» **Texte du document**
..............................

Le 5 août 1966, le monde découvrait Revolver, un album qui allait redéfinir les standards du rock et de la musique populaire. Parmi les quatorze morceaux qui le composent, un titre se distingue par son audace et sa radicalité : « Tomorrow Never Knows ». Dernière chanson de l’album, mais première enregistrée, elle symbolise la volonté des Beatles de repousser les limites de la création musicale.
Sommaire
- Une source d’inspiration mystique
- L’apport de la musique indienne
- Une révolution sonore en studio
- Une batterie métallique et puissante
- Les boucles de bande : une révolution signée McCartney
- La voix de Lennon : un chant d’outre-tombe
- Une vision inachevée selon Lennon
Une source d’inspiration mystique
Le texte de « Tomorrow Never Knows » tire son essence du livre The Psychedelic Experience: A Manual Based On The Tibetan Book Of The Dead, coécrit en 1964 par les psychologues américains Timothy Leary, Ralph Metzner et Richard Alpert. Cet ouvrage servait de guide à ceux cherchant à atteindre une illumination spirituelle à travers l’usage de drogues psychédéliques, notamment le LSD.

..............................

» **Travail à faire**
a: D'après l'article sur « Tomorrow Never Knows », en quelle année le livre The Psychedelic Experience a-t-il été coécrit ?
b: Relevez tous les titres de section qui figurent dans le sommaire de l'article sur « Tomorrow Never Knows ».
c: Poursuivez l'article sur « Tomorrow Never Knows » à partir de sa dernière phrase.

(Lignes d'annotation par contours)
..............................

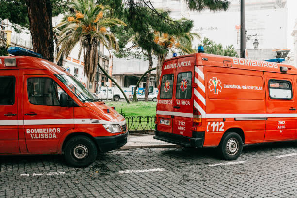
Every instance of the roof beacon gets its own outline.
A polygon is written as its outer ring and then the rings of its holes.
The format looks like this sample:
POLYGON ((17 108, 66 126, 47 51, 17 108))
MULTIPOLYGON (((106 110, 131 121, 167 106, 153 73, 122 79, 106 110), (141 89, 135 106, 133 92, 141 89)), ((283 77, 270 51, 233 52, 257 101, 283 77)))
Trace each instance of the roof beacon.
POLYGON ((11 47, 8 48, 7 51, 14 56, 27 56, 42 58, 41 55, 19 47, 11 47))
POLYGON ((204 48, 203 46, 198 46, 198 53, 204 53, 204 48))

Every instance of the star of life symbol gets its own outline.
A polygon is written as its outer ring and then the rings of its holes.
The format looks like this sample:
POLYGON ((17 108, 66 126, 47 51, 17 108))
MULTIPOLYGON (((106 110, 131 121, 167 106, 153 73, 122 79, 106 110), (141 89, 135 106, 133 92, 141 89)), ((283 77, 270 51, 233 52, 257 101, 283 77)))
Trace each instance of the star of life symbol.
POLYGON ((169 90, 170 88, 170 86, 169 86, 170 84, 170 82, 169 82, 169 81, 166 81, 166 82, 165 82, 165 83, 164 83, 164 85, 165 85, 164 86, 164 89, 165 90, 165 92, 167 92, 168 91, 168 90, 169 90))
POLYGON ((222 91, 222 86, 221 86, 222 83, 216 77, 213 77, 212 79, 210 79, 208 83, 210 84, 208 88, 210 91, 214 91, 214 94, 218 94, 219 91, 220 92, 222 91))
POLYGON ((180 88, 182 90, 182 91, 184 92, 187 89, 187 87, 188 87, 188 85, 187 85, 187 83, 188 82, 185 79, 183 79, 181 81, 181 86, 180 88))

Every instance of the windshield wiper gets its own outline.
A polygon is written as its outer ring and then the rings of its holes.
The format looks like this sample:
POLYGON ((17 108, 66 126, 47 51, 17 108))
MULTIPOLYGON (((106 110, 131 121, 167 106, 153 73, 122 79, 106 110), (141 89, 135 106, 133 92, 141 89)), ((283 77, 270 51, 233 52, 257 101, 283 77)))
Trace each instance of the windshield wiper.
POLYGON ((86 102, 87 101, 89 101, 89 100, 91 102, 96 102, 96 101, 101 102, 103 101, 102 100, 100 100, 99 99, 86 99, 82 101, 82 102, 86 102))
POLYGON ((95 100, 95 99, 85 99, 85 100, 84 100, 82 101, 82 102, 86 102, 87 101, 88 101, 88 100, 90 100, 90 101, 96 101, 96 100, 95 100))

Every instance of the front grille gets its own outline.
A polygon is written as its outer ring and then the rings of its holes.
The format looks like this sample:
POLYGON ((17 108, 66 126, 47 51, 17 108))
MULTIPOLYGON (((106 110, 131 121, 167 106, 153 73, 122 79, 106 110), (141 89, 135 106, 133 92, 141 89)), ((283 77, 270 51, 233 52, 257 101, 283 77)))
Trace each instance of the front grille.
POLYGON ((123 129, 123 131, 125 132, 127 129, 127 125, 124 124, 124 125, 122 125, 122 128, 123 129))

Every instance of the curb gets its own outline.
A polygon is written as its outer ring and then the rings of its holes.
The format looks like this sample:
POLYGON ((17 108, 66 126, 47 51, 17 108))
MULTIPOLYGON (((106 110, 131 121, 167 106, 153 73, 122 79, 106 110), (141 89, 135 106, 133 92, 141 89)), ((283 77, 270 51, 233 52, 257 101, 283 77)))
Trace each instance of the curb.
POLYGON ((126 150, 138 148, 177 148, 182 147, 177 145, 139 145, 139 146, 127 146, 122 147, 117 150, 126 150))

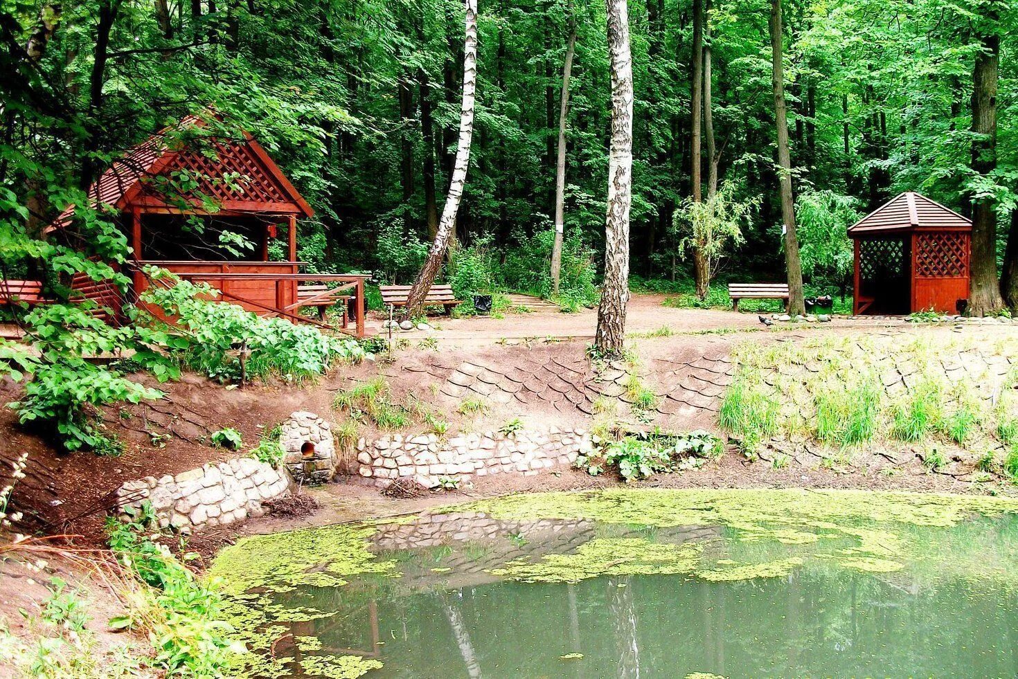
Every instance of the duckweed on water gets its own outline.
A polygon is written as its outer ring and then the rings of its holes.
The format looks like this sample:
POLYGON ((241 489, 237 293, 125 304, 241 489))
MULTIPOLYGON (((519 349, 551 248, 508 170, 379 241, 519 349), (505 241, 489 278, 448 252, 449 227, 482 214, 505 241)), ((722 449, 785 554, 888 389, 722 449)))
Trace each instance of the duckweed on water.
POLYGON ((691 573, 701 545, 661 545, 640 537, 591 540, 576 554, 553 554, 538 563, 519 559, 488 571, 521 582, 579 582, 603 575, 691 573))
MULTIPOLYGON (((1018 514, 1018 500, 992 497, 803 490, 605 491, 519 495, 444 508, 501 521, 560 519, 593 521, 591 539, 568 554, 517 558, 490 568, 490 576, 520 582, 576 583, 602 576, 680 575, 711 582, 774 578, 804 567, 892 573, 908 568, 915 582, 961 577, 1010 581, 1009 564, 1018 560, 1018 522, 988 530, 986 521, 1018 514), (984 517, 980 521, 968 521, 984 517), (632 528, 652 526, 648 530, 632 528), (693 530, 665 530, 691 526, 693 530), (952 530, 941 530, 952 528, 952 530), (613 533, 624 533, 617 535, 613 533), (672 540, 673 542, 668 542, 672 540)), ((411 524, 416 517, 401 519, 411 524)), ((341 587, 357 580, 363 591, 383 586, 399 596, 436 578, 469 568, 420 566, 382 559, 371 551, 379 522, 302 529, 253 536, 227 548, 212 575, 225 582, 235 628, 252 650, 239 657, 236 677, 289 676, 292 658, 273 644, 292 633, 294 623, 336 615, 329 604, 305 606, 301 590, 341 587), (398 578, 400 569, 407 577, 398 578), (409 581, 407 581, 409 580, 409 581), (388 584, 387 584, 388 583, 388 584), (363 587, 361 587, 363 585, 363 587), (299 602, 300 605, 294 606, 299 602), (329 610, 323 610, 329 609, 329 610), (270 648, 271 652, 270 653, 270 648)), ((589 525, 589 524, 584 524, 589 525)), ((585 528, 590 530, 590 528, 585 528)), ((412 532, 412 530, 411 530, 412 532)), ((451 540, 451 535, 450 535, 451 540)), ((466 552, 494 543, 455 543, 466 552)), ((497 550, 493 553, 497 553, 497 550)), ((518 553, 518 552, 517 552, 518 553)), ((394 558, 401 553, 393 553, 394 558)), ((508 554, 508 552, 507 552, 508 554)), ((478 572, 478 571, 472 571, 478 572)), ((444 586, 444 585, 441 585, 444 586)), ((346 595, 343 595, 346 597, 346 595)), ((316 600, 319 601, 319 600, 316 600)), ((326 600, 328 601, 328 600, 326 600)), ((304 655, 307 676, 358 677, 381 667, 373 659, 321 654, 318 639, 296 636, 291 654, 304 655)))

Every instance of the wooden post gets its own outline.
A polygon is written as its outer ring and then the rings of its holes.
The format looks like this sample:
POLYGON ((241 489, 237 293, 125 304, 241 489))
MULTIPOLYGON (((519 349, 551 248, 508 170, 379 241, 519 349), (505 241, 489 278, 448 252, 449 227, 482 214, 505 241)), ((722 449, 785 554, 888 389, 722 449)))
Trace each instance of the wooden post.
MULTIPOLYGON (((297 261, 297 216, 290 215, 287 218, 287 220, 288 223, 286 229, 286 241, 287 241, 287 249, 289 252, 288 257, 290 259, 290 262, 296 262, 297 261)), ((297 273, 296 265, 290 268, 290 273, 291 274, 297 273)), ((297 287, 298 284, 295 280, 287 281, 285 292, 283 292, 281 291, 283 289, 283 285, 281 284, 280 281, 276 281, 276 297, 277 298, 281 296, 285 297, 283 304, 292 304, 293 302, 297 301, 297 287)))
POLYGON ((130 213, 131 223, 130 223, 130 246, 134 250, 134 294, 137 295, 140 290, 144 275, 142 274, 142 267, 137 266, 137 263, 142 261, 142 210, 138 208, 133 208, 130 213))
POLYGON ((855 283, 854 289, 852 290, 852 316, 859 315, 859 264, 861 262, 861 252, 859 247, 859 239, 853 238, 852 242, 854 244, 855 250, 855 283))
POLYGON ((290 215, 288 227, 286 229, 286 239, 289 245, 290 262, 297 261, 297 216, 290 215))
POLYGON ((364 336, 364 279, 357 280, 356 312, 357 312, 357 337, 364 336))

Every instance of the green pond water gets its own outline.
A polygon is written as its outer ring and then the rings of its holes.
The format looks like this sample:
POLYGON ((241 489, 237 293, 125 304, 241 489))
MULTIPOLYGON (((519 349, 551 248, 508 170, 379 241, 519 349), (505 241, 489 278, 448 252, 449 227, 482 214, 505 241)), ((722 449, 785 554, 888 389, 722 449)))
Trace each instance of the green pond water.
POLYGON ((247 677, 1015 676, 1018 501, 515 496, 241 541, 247 677))

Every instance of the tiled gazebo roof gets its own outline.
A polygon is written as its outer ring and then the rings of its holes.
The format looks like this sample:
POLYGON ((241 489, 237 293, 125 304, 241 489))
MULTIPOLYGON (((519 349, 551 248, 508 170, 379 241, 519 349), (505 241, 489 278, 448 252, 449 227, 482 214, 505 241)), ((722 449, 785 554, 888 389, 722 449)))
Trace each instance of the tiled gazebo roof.
POLYGON ((953 210, 915 191, 901 193, 848 227, 849 236, 889 231, 955 230, 972 228, 972 222, 953 210))

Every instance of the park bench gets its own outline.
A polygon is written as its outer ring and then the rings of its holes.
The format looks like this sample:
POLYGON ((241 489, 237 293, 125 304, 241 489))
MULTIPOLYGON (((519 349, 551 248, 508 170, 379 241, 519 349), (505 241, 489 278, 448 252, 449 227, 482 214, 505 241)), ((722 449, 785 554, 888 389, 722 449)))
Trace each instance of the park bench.
POLYGON ((8 281, 0 279, 0 304, 25 303, 29 306, 45 304, 50 300, 43 296, 42 281, 8 281))
MULTIPOLYGON (((380 285, 382 302, 386 305, 406 306, 406 297, 410 294, 410 287, 409 285, 380 285)), ((452 312, 453 306, 459 304, 460 300, 456 299, 452 286, 449 285, 433 285, 423 301, 425 306, 443 306, 447 316, 452 312)))
POLYGON ((732 298, 732 309, 739 310, 740 299, 784 299, 788 310, 787 283, 729 283, 728 296, 732 298))
POLYGON ((288 308, 300 308, 302 306, 318 306, 319 320, 325 321, 325 313, 333 304, 340 304, 343 315, 343 327, 347 324, 347 305, 350 297, 346 287, 333 289, 328 285, 298 285, 297 302, 288 308))

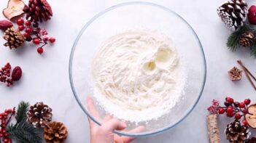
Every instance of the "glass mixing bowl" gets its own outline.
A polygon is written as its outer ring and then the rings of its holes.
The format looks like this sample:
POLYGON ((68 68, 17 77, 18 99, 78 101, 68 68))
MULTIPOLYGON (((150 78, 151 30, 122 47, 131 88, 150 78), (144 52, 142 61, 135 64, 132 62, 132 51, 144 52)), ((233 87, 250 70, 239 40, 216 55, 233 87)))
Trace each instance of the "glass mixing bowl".
MULTIPOLYGON (((89 118, 101 125, 87 109, 86 97, 93 94, 92 60, 97 49, 109 37, 133 29, 150 29, 170 37, 186 65, 187 81, 182 99, 170 112, 158 120, 132 123, 127 128, 115 131, 120 135, 142 136, 166 131, 180 123, 196 105, 206 81, 206 61, 200 41, 191 26, 169 9, 148 2, 128 2, 113 6, 94 16, 82 28, 70 55, 69 78, 74 95, 89 118), (144 126, 140 133, 131 128, 144 126)), ((96 105, 101 117, 106 113, 96 105)))

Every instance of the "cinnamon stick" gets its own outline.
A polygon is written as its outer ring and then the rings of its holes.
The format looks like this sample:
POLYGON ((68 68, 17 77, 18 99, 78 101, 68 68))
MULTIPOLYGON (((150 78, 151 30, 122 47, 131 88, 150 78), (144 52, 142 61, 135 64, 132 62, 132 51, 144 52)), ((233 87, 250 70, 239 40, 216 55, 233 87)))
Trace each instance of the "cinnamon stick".
POLYGON ((217 114, 211 114, 207 115, 208 136, 210 143, 220 143, 217 118, 217 114))
POLYGON ((247 75, 249 81, 250 82, 251 85, 252 86, 252 87, 256 90, 256 86, 255 85, 255 83, 253 83, 253 81, 252 81, 250 75, 252 76, 252 78, 255 80, 256 81, 256 78, 255 76, 252 75, 252 74, 251 73, 251 72, 249 71, 249 70, 244 65, 244 64, 242 63, 242 62, 241 60, 238 60, 237 62, 241 65, 241 67, 243 68, 244 72, 245 73, 245 75, 247 75))

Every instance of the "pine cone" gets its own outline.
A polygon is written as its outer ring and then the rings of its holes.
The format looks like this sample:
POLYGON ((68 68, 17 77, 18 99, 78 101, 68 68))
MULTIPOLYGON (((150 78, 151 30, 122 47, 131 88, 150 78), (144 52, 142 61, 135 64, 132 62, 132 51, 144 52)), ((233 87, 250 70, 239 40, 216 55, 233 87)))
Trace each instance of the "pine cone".
POLYGON ((244 33, 239 39, 239 45, 248 47, 252 46, 255 41, 255 35, 251 31, 247 31, 244 33))
POLYGON ((217 13, 228 28, 236 30, 244 25, 247 8, 247 4, 244 0, 229 0, 217 9, 217 13))
POLYGON ((10 49, 12 48, 18 48, 25 41, 24 36, 14 27, 9 28, 5 30, 4 38, 7 41, 4 45, 5 46, 9 46, 10 49))
POLYGON ((23 11, 26 13, 26 19, 34 23, 47 21, 53 16, 52 8, 46 0, 29 0, 28 6, 26 5, 23 11))
POLYGON ((256 143, 256 138, 252 137, 251 139, 248 139, 246 143, 256 143))
POLYGON ((48 143, 63 143, 68 136, 68 131, 61 122, 52 122, 44 128, 44 138, 48 143))
POLYGON ((242 76, 242 70, 239 70, 236 67, 233 67, 231 70, 230 70, 228 73, 229 75, 229 78, 231 81, 240 81, 242 76))
POLYGON ((241 125, 238 120, 228 124, 225 134, 226 134, 227 139, 233 143, 244 143, 251 135, 248 126, 241 125))
POLYGON ((44 127, 52 120, 52 109, 43 102, 31 106, 27 112, 28 122, 36 127, 44 127))

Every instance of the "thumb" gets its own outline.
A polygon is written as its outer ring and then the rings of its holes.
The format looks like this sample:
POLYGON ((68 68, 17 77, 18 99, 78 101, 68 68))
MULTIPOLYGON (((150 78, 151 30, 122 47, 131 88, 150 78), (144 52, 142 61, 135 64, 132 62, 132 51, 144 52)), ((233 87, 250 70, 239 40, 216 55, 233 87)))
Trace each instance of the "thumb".
POLYGON ((125 129, 126 124, 116 118, 112 118, 104 123, 101 127, 108 131, 113 131, 114 130, 125 129))

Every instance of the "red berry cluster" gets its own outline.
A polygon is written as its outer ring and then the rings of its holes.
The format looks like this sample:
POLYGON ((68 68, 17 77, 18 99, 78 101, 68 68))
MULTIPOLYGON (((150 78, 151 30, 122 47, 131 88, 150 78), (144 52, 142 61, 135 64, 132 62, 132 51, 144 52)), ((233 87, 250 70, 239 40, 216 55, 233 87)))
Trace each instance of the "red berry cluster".
POLYGON ((4 113, 0 113, 0 142, 1 139, 4 143, 11 143, 12 139, 9 138, 7 131, 7 127, 13 115, 15 114, 15 108, 5 110, 4 113))
POLYGON ((53 37, 47 36, 47 31, 45 29, 41 29, 39 28, 38 23, 33 23, 29 20, 25 22, 24 26, 24 20, 19 18, 16 21, 18 29, 20 31, 24 30, 23 36, 26 41, 33 41, 36 45, 42 44, 42 45, 37 48, 37 52, 39 54, 42 54, 44 52, 43 47, 48 43, 54 43, 55 38, 53 37))
POLYGON ((212 114, 224 114, 226 113, 228 117, 235 117, 235 119, 238 120, 242 117, 244 120, 242 123, 247 125, 247 121, 245 120, 244 115, 248 114, 248 105, 251 103, 249 99, 244 99, 242 102, 234 102, 234 99, 231 97, 226 97, 224 102, 225 106, 220 106, 219 102, 214 99, 212 101, 212 105, 208 108, 208 110, 212 114))
POLYGON ((11 76, 11 65, 7 62, 4 67, 1 68, 0 70, 0 81, 2 83, 6 83, 7 86, 12 85, 13 81, 11 76))
POLYGON ((7 62, 4 67, 0 69, 0 82, 6 83, 7 86, 13 84, 13 81, 20 80, 21 77, 21 68, 18 66, 15 67, 11 74, 12 66, 7 62))

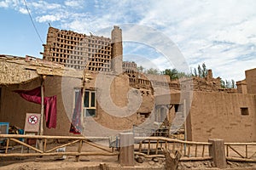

..............................

» **Réponses**
a: En 1964.

b:
- Une source d'inspiration mystique
- L'apport de la musique indienne
- Une révolution sonore en studio
- Une batterie métallique et puissante
- Les boucles de bande : une révolution signée McCartney
- La voix de Lennon : un chant d'outre-tombe
- Une vision inachevée selon Lennon

c:
John Lennon découvre ce livre à la librairie Indica, cofondée par Barry Miles. Fasciné, il s’attarde sur une phrase qui deviendra la première ligne de la chanson : « Turn off your mind, relax and float downstream ». Paul McCartney, également témoin de cette découverte, expliquera plus tard dans Anthology :
« John avait mis la main sur l’adaptation de The Tibetan Book of the Dead par Timothy Leary, qui est un livre assez intéressant. »
Lennon voulait retranscrire en musique l’expérience hallucinatoire procurée par le LSD, donnant ainsi naissance à l’un des morceaux les plus avant-gardistes de leur carrière.
L’apport de la musique indienne
Un des aspects les plus marquants de « Tomorrow Never Knows » est son absence de modulation harmonique. Contrairement aux structures classiques du rock et de la pop, la chanson repose sur un seul accord, une idée directement inspirée de la musique indienne. Comme l’explique George Harrison :
« La musique indienne ne module pas ; elle reste dans une seule tonalité. Je pense que ‘Tomorrow Never Knows’ était la première chanson à vraiment suivre ce principe. »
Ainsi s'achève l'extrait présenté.